Task A:
In the blog post about the Woodcraft Folk, what name is given to the kind of membership the writer still holds?
Task B:
Reproduce the stretch of the Woodcraft Folk post from "I absolutely love" through "are under 18.", substituting "bonfires" for "campfires".
Task C:
Carry the blog post about the Woodcraft Folk further, picking up right after its last sentence.

Begin Text excerpt

ILB: "I never was much good at maths, but that doesn't take a genius to work it out."

Tuesday, 7 April 2009

I've Got Wood

I absolutely love The Woodcraft Folk. For those of you who don't know who we are: you're idiots. The Folk are the antithesis to everything that's wrong with the God-fearing, military-based anti-homosexual Scouts - holding meetings in a circle, promoting all races, creeds and skins (as well as sexualities and even hair colours), singing songs around campfires in a rabble (rather than rows) about whatever-takes-your-fancy, breaking out the alcohol and in some cases drugs, and occasionally reporting back to General Council - most of whom are under 18.

And we're not that obscure, either. There are hundreds of Woodcraft groups all around the country, with international ties to the IFM and other youth-empowering, politically-left organisations. I've been brought up on a diet of Woodcraft, so much so that if you were to cut me in half, I'd have red, yellow and green blood (just don't try it). At the age of 24, I'm pretty much too old to be that involved in the Folk too much any more - short of becoming a leader and I decided some time ago I didn't want to do that - but I'm still a full member in that curious distinction known as "Kinsfolk" (aka. lazy full members) - and I'm proud of that.

End Text excerpt
Begin Dataset excerpts

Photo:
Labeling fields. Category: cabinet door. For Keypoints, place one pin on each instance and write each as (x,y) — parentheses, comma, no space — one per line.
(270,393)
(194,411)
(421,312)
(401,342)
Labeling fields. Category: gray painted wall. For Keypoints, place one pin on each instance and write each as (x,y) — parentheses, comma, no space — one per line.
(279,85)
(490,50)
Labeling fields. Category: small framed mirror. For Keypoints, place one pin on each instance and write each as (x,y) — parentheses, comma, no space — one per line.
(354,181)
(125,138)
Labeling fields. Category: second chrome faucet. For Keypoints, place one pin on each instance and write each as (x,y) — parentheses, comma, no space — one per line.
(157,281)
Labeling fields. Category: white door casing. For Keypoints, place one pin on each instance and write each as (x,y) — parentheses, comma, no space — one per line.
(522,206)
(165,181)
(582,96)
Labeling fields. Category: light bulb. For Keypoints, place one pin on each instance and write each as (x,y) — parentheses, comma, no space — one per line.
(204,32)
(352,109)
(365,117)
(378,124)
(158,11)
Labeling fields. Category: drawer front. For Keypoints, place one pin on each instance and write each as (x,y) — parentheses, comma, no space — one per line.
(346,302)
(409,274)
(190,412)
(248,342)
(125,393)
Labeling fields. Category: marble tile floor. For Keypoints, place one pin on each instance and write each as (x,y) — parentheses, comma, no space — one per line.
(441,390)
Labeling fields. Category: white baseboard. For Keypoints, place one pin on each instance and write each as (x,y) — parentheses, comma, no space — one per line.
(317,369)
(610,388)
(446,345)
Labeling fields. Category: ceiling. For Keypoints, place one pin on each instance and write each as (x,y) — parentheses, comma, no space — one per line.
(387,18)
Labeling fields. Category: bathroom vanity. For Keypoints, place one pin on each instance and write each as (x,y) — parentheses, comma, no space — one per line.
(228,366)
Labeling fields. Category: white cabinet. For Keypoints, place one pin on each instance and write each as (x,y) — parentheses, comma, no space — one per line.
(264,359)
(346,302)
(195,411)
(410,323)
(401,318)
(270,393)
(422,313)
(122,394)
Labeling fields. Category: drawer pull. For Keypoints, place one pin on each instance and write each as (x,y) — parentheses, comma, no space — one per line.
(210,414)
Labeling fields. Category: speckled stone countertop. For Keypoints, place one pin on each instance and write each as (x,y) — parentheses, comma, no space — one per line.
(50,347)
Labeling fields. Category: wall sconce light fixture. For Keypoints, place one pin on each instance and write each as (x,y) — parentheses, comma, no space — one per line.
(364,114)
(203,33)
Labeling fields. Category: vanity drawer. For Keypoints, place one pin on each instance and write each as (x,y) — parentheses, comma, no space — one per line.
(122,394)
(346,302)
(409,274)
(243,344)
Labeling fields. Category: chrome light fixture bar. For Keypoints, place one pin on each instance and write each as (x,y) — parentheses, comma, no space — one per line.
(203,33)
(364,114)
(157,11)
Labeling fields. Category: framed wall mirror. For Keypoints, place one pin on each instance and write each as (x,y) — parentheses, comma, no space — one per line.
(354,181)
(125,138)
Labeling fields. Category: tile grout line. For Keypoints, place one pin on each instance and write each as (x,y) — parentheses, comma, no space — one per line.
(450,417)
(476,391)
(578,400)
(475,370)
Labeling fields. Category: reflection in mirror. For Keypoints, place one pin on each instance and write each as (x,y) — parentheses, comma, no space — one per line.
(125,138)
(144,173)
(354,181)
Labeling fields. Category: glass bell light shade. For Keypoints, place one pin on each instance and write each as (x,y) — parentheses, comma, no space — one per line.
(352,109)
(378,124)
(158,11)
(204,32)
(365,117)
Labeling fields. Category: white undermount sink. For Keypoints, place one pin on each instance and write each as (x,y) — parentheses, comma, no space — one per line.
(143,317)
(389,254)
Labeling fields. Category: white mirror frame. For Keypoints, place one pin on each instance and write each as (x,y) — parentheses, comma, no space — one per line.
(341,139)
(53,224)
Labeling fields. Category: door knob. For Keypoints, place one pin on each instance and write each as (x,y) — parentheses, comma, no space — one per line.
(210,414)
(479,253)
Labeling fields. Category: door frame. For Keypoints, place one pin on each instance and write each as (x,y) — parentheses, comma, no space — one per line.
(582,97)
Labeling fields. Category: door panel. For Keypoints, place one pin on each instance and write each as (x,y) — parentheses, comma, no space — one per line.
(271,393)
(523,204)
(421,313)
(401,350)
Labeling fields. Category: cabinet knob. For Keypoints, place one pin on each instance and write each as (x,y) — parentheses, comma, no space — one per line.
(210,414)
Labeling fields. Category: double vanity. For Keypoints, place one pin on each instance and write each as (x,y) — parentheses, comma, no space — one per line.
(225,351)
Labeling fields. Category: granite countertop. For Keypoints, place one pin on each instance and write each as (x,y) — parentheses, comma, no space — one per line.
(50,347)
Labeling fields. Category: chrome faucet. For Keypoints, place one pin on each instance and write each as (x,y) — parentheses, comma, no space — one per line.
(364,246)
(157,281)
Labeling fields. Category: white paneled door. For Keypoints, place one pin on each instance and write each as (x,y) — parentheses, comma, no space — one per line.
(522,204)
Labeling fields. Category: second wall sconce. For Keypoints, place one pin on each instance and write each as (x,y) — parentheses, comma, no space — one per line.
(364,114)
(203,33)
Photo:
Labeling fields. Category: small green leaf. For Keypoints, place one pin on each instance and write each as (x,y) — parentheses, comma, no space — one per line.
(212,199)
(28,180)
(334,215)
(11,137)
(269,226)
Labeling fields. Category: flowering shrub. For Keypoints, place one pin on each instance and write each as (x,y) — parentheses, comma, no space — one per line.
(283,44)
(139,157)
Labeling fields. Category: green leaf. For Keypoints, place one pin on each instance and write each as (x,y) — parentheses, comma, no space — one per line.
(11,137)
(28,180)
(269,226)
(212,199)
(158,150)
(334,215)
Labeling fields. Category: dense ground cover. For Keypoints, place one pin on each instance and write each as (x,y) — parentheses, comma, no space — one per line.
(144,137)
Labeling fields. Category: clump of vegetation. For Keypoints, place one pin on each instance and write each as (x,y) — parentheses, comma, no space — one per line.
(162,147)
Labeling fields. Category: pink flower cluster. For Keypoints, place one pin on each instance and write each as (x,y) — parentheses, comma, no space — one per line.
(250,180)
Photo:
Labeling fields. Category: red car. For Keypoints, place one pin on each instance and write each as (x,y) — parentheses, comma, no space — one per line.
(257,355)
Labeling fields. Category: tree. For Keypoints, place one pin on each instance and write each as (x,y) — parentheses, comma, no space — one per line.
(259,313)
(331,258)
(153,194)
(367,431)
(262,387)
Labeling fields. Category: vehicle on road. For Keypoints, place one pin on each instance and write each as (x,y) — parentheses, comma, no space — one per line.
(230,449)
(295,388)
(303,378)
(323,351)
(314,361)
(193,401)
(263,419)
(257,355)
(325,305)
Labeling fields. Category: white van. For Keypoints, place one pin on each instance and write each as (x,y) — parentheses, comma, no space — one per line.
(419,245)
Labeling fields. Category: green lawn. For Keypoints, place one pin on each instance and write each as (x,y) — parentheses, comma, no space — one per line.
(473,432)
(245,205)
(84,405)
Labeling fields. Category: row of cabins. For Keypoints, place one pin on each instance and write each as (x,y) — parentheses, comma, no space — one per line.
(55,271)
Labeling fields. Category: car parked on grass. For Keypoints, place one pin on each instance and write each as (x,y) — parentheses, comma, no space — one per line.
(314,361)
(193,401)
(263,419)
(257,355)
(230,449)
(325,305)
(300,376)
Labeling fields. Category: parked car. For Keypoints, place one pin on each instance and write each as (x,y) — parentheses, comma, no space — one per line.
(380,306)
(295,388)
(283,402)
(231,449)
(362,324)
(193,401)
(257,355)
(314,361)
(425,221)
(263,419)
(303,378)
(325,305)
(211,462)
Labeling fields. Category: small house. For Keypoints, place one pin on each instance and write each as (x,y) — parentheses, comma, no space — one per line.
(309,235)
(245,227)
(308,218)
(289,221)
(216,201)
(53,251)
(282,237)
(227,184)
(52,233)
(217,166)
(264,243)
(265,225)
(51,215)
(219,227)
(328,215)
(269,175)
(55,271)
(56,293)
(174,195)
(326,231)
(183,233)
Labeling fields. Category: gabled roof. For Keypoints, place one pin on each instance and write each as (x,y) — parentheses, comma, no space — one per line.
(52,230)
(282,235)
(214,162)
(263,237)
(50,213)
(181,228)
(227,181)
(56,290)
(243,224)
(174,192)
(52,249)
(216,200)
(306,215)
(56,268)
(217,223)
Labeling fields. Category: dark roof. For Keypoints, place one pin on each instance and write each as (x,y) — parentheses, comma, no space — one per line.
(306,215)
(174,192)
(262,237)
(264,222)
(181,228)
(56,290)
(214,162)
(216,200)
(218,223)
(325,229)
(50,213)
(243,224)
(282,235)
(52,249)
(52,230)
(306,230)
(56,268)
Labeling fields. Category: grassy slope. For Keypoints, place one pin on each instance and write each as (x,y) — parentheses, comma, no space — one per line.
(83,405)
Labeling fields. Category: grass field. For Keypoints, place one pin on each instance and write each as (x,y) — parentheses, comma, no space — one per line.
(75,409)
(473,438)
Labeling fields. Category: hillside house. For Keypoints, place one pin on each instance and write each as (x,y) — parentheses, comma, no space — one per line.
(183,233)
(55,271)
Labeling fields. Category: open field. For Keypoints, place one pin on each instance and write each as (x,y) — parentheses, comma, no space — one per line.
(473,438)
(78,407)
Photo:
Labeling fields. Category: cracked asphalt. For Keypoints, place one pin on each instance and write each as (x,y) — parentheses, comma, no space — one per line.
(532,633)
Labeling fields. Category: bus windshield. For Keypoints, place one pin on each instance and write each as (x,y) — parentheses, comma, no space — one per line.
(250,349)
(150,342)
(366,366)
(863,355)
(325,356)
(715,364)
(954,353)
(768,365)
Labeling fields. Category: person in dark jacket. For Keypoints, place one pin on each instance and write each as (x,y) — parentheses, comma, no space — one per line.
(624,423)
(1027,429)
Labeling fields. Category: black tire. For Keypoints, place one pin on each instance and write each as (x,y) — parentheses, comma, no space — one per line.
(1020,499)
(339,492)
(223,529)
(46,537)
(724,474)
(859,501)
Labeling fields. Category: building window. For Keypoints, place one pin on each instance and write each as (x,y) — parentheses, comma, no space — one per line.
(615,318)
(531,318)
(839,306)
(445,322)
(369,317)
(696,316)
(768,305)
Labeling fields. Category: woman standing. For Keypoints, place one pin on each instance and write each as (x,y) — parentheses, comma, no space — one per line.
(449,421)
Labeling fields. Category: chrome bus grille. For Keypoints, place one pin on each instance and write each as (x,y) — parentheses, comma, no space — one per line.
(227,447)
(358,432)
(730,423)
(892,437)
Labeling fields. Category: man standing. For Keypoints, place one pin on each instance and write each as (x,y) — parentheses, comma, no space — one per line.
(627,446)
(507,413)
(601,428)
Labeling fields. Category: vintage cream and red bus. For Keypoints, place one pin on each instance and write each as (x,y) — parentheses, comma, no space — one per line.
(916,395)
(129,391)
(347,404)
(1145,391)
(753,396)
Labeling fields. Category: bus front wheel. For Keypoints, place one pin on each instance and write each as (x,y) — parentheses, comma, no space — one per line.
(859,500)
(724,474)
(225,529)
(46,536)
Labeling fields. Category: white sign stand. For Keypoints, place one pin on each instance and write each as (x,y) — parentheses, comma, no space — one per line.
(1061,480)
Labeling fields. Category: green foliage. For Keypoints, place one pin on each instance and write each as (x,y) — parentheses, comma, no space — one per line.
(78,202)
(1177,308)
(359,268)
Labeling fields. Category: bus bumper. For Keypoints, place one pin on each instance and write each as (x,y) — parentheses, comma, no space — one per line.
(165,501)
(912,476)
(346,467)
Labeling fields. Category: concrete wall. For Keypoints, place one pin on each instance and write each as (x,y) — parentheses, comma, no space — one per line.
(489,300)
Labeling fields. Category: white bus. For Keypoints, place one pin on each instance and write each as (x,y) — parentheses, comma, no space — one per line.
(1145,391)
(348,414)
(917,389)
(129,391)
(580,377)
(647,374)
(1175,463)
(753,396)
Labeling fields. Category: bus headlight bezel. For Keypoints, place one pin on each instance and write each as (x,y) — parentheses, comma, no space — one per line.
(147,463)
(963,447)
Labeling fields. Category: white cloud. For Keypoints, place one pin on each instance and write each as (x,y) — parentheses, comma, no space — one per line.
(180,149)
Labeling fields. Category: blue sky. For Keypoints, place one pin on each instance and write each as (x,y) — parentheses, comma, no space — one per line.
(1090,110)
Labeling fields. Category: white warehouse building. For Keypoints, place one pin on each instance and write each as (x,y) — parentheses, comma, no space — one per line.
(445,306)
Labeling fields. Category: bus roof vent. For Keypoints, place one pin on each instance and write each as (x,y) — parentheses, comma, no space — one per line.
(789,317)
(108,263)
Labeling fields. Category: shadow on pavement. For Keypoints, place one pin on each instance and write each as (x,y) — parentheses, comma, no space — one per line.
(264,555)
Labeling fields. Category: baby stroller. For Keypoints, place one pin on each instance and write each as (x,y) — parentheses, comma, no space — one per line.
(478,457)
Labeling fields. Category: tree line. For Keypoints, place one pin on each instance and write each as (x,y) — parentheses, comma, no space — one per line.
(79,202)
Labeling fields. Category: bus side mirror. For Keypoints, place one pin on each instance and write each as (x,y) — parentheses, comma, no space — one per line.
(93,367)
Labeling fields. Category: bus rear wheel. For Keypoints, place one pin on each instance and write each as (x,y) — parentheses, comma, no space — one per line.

End Dataset excerpts

Exercise output A:
"Kinsfolk," also known as lazy full members.

Exercise output B:
I absolutely love The Woodcraft Folk. For those of you who don't know who we are: you're idiots. The Folk are the antithesis to everything that's wrong with the God-fearing, military-based anti-homosexual Scouts - holding meetings in a circle, promoting all races, creeds and skins (as well as sexualities and even hair colours), singing songs around bonfires in a rabble (rather than rows) about whatever-takes-your-fancy, breaking out the alcohol and in some cases drugs, and occasionally reporting back to General Council - most of whom are under 18.

Exercise output C:
But where does the sex come into this entry? Well, from the age of 16 to 21 (well, 20 actually, as you leave at 21) a lot of young people are rather confused as to what they are, so Woodcraft made it easier for them in one aspect and introduced the concept of "District Fellows"... abbreviated, of course, to DFs. As a semi-autonomous, politically active and very high-powered section of the Folk, DFs kept a lot of Folk stable, and somewhat comforted in the fact that, whoever you were, you were still a DF. Damn near got me through university single-handed, that thought - so when DF camps were mentioned, my interest was peaked.

DF Kamp (we were so cool, we even spelled kamp with a K) comprised, essentially, a load of young hippies self-organising a camp, so of course there was sex. In fact, I'd go so far as to say that, in terms of discussing sex, the DFs are the least inhibited group of people I've ever met. Nary a night (characterised in no uncertain terms by dancing crazy-crazy to tunes from a clapped-out-but-serviceable DJ system in a huge mess tent, or the biggest room in wherever we were staying) passed without at least one person pulling another person, and which would end with various couples sloping off to make love in a bedroom (or a tent, or the attic or bathroom or wherever they could find). Bizarre relationships would form and break, people would kiss for the sake of it and it was just a given that they would, x would have sex with y and then next day we'd all sit down and discuss how to raise money for the Palestinians.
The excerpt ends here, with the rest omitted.